### Reading text
┌──
On 14 April 2016, the European Parliament voted to approve a new ‘General Data Protection Regulation (GDPR)’, a common set of data protection rules that will apply across the EU. The motive behind the change is to modernise EU data protection rules so that they are fit for purpose in a ‘digitised world of smartphones, social media, internet banking and global transfers’.
As this is an EU Regulation (as opposed to a Directive), it will be directly enforceable in the UK without the need for any domestic legislation implementing it. In other words, it will automatically apply in UK law and the current Data Protection Act 1998 will be repealed. However the questions on everyone’s mind is how is this Regulation different to the current data protection regime and what steps should employers take to accommodate these changes?
What are the key changes for employers?
└──
### Supplied data
┌──
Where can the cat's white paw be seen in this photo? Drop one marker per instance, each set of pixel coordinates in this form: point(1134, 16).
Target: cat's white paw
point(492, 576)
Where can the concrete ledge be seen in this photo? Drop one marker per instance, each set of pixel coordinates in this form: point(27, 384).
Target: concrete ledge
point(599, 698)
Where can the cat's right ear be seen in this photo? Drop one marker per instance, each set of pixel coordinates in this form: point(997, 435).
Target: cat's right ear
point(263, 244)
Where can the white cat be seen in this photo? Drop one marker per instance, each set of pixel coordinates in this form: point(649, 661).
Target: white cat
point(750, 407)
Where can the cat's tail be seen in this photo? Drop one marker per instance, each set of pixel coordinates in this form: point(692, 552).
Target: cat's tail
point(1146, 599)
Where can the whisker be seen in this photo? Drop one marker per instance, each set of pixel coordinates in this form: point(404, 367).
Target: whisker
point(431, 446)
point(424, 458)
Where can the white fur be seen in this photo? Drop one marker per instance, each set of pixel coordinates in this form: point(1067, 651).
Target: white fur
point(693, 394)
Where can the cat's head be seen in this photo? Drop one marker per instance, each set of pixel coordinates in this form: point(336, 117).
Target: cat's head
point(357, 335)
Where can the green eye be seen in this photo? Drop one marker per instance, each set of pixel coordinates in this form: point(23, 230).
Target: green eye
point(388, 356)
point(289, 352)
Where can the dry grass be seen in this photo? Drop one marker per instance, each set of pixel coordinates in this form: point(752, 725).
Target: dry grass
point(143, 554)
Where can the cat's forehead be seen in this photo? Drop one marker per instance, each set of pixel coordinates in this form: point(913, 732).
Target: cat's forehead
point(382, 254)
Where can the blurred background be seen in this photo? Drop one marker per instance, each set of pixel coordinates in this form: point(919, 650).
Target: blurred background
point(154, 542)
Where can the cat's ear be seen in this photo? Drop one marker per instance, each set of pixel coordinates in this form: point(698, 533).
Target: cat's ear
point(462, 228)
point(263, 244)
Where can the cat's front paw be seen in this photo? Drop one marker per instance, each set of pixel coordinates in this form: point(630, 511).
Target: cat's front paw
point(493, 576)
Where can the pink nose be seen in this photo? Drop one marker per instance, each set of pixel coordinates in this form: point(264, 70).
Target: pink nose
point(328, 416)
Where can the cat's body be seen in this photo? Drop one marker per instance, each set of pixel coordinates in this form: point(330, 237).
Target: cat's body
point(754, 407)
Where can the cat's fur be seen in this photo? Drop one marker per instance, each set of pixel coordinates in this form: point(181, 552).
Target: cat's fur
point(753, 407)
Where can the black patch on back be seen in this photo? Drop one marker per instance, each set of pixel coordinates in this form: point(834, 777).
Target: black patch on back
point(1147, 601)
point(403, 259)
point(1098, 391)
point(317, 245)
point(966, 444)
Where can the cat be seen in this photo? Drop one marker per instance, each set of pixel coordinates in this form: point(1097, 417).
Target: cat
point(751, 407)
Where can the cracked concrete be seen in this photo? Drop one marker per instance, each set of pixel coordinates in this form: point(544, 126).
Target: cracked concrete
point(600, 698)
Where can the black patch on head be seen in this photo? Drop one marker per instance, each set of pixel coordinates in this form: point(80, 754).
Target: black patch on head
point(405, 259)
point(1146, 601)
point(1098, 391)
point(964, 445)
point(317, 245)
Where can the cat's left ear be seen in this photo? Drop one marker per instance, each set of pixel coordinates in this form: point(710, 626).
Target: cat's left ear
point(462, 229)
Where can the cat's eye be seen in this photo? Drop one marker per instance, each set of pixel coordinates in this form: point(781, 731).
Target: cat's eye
└──
### Job
Please name the UK act that the data protection text says will be repealed.

### Completed exercise
The Data Protection Act 1998.